**THE PROBLEM:**
Please return every one of the entries below verbatim, but leave the pictures out of your answer.

**RECORDS PROVIDED:**
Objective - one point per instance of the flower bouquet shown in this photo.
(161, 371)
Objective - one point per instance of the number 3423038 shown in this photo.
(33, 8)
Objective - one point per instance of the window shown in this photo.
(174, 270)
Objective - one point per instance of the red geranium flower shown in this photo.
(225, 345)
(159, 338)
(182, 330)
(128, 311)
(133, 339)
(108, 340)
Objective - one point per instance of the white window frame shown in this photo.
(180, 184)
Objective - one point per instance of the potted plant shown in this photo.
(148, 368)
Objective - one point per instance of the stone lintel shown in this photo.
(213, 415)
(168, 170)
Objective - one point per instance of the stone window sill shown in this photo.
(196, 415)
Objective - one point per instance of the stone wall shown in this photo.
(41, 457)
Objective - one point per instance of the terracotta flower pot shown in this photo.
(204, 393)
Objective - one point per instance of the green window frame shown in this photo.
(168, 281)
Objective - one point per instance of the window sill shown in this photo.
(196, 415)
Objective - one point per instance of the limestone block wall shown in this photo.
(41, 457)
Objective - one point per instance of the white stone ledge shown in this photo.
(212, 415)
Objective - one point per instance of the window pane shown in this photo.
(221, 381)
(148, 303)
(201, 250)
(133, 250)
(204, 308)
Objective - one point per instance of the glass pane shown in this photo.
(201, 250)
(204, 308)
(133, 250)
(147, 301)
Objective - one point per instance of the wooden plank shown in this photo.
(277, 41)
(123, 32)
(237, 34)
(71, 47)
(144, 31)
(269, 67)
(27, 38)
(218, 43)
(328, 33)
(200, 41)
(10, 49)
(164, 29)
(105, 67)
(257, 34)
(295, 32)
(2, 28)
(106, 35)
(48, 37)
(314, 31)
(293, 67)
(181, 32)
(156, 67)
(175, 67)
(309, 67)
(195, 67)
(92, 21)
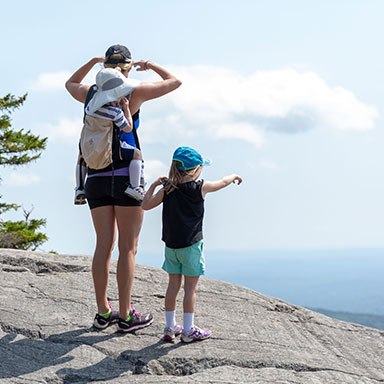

**EXERCISE SOLUTION:**
Objective - one point per instance of the flower bouquet shown in this photo.
(161, 371)
Objective - one point per instance of the number 3423038 shown in this photo.
(33, 8)
Objective - one point per instance of the window shown in this photo.
(174, 270)
Objective - one point per instance of the red geranium flower shown in this photo.
(225, 345)
(159, 338)
(182, 330)
(128, 311)
(133, 339)
(108, 340)
Objective - one point per instance of the white window frame shown in this photo.
(180, 184)
Objective - one point per instance of the potted plant shown in this photo.
(148, 368)
Objective - one point per instance of the stone lintel shown in this photo.
(213, 415)
(168, 170)
Objective - one point per instance of the stone window sill shown in this photo.
(196, 415)
Objective - one point per instance of the stone wall shown in this photo.
(41, 457)
Objective - one point per instance of the terracotta flower pot shown in this photo.
(204, 393)
Objective - one point per instance of the green window frame shown in this photo.
(168, 281)
Objective - one point per instance of the window sill shown in this photo.
(196, 415)
Objective - one point per instance of the limestone block wall shown in this photo.
(41, 457)
Objective - one point per instance of the white stone ledge shown in this photo.
(212, 415)
Objective - one point per instance of the window pane shown in this photo.
(221, 381)
(148, 303)
(201, 250)
(133, 250)
(204, 308)
Objective - one point per instance of the glass pane shown in this photo.
(201, 250)
(204, 308)
(133, 250)
(147, 301)
Objective - one point per instance of the wooden plank shown in this photo.
(277, 41)
(123, 32)
(237, 34)
(71, 47)
(144, 31)
(269, 67)
(27, 38)
(218, 43)
(328, 33)
(200, 41)
(10, 49)
(164, 29)
(105, 67)
(257, 34)
(295, 32)
(2, 28)
(106, 35)
(48, 37)
(314, 31)
(293, 67)
(181, 32)
(156, 67)
(175, 67)
(309, 67)
(195, 67)
(92, 21)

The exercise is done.